-- START OF Source document --
It is certain that there will be lessons from the investigation, but it is
worth noting that, but for some risk management at the high level, it could
have been much worse and that risks were recognised by the participants,
even if not adequately protected against.

Richard Butlin  Data Sciences UK  (rmbutlin@farnboro01.datasci.co.uk)


RAL loses satellite cluster to Ariane Five

Philip Overy <pjo33@mailbox.rl.ac.uk>
Wed, 05 Jun 1996 15:18:43 +0100
Although the uninsured satellite was carried on a free flight with known
risks that it wouldn't work right first time, I think we now know that
there's no such thing as a free launch.

Personally I think they should bring back Blue Streak.

Actually, as readers of the Airbus thread will know, I have a bias in favour
of the European aircraft industry - whether I would travel in a capsule on
Ariane Five is another matter, but I remember the quote about what either
John Glenn or Alan Shepherd thought about when waiting to launch ("the
rocket contains 5 million parts, all made by the lowest bidder" ,
approximately) so I suppose launch vehicles will inevitably be either
unreliable, or Bad Value For Money - so make sure your satellites are all
reproducible by CAD/CAM. And perhaps there should be a few more CASE and
automatic testing systems around?.
-- END OF Source document --
-- START OF Information shown --
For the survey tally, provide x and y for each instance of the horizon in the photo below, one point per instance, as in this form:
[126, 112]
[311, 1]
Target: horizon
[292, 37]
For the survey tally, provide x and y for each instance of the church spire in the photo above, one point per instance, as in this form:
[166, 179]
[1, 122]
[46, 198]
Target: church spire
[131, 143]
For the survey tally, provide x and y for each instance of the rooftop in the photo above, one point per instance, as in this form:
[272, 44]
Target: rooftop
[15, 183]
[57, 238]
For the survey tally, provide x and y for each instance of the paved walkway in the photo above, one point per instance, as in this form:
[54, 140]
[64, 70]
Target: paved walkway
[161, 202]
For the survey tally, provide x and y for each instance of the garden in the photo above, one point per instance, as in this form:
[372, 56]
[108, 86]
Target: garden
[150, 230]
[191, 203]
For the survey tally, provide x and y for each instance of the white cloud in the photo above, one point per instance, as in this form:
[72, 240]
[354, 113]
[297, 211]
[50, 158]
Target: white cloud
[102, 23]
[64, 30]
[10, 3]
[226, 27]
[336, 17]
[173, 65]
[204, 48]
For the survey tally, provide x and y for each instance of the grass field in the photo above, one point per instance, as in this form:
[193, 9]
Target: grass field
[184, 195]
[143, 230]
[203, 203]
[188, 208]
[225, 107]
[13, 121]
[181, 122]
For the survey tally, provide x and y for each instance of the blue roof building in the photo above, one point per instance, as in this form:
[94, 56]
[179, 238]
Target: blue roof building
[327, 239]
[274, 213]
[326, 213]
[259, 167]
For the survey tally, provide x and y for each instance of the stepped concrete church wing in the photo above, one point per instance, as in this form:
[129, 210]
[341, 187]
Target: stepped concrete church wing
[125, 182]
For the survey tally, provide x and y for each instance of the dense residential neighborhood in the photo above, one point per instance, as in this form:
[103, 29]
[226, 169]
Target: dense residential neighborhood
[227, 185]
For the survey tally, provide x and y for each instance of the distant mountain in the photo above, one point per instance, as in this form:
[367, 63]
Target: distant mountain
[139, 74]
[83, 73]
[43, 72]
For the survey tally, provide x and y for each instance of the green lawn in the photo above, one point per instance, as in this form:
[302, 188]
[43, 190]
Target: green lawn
-- END OF Information shown --
- Set task 1 -
Answer these questions about the Ariane Five excerpt.
(a) Which organization is Richard Butlin listed with?
(b) According to the headline, what did RAL lose to Ariane Five?
(c) How many parts does the quoted rocket contain?
- Set task 2 -
Write out the part of the Ariane Five excerpt that opens with the words "Actually, as readers" and closes with "testing systems around?.", and swap "lowest bidder" for "cheapest supplier".

- Full answer 1 -
(a) Data Sciences UK
(b) A satellite cluster
(c) 5 million

- Full answer 2 -
Actually, as readers of the Airbus thread will know, I have a bias in favour
of the European aircraft industry - whether I would travel in a capsule on
Ariane Five is another matter, but I remember the quote about what either
John Glenn or Alan Shepherd thought about when waiting to launch ("the
rocket contains 5 million parts, all made by the cheapest supplier" ,
approximately) so I suppose launch vehicles will inevitably be either
unreliable, or Bad Value For Money - so make sure your satellites are all
reproducible by CAD/CAM. And perhaps there should be a few more CASE and
automatic testing systems around?.